Rewrite the lines of every item with "green leaf" changed to "leaf" and everything else kept the same, omitting the pictures.

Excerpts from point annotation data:
┄┄┄┄┄┄┄┄┄┄
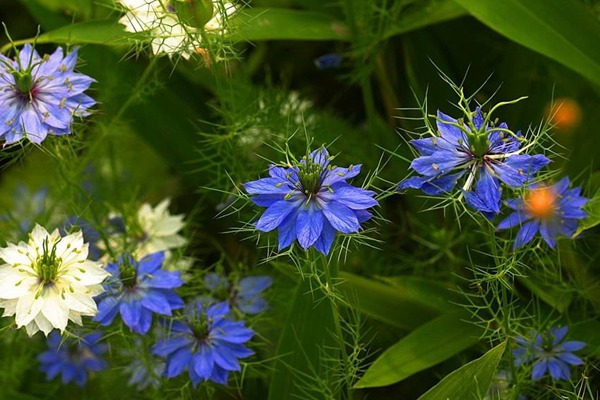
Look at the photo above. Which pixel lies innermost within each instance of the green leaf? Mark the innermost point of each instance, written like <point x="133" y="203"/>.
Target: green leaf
<point x="307" y="353"/>
<point x="425" y="13"/>
<point x="593" y="219"/>
<point x="471" y="381"/>
<point x="406" y="310"/>
<point x="426" y="346"/>
<point x="559" y="29"/>
<point x="285" y="24"/>
<point x="554" y="297"/>
<point x="439" y="295"/>
<point x="104" y="32"/>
┄┄┄┄┄┄┄┄┄┄
Result of the task:
Look at the photo above. Which pixel lies innermost within each instance of the leaf? Mark the innermost point of each instance, written like <point x="133" y="203"/>.
Target: leaf
<point x="307" y="353"/>
<point x="425" y="13"/>
<point x="593" y="219"/>
<point x="471" y="381"/>
<point x="406" y="310"/>
<point x="426" y="346"/>
<point x="559" y="29"/>
<point x="285" y="24"/>
<point x="554" y="297"/>
<point x="439" y="295"/>
<point x="104" y="32"/>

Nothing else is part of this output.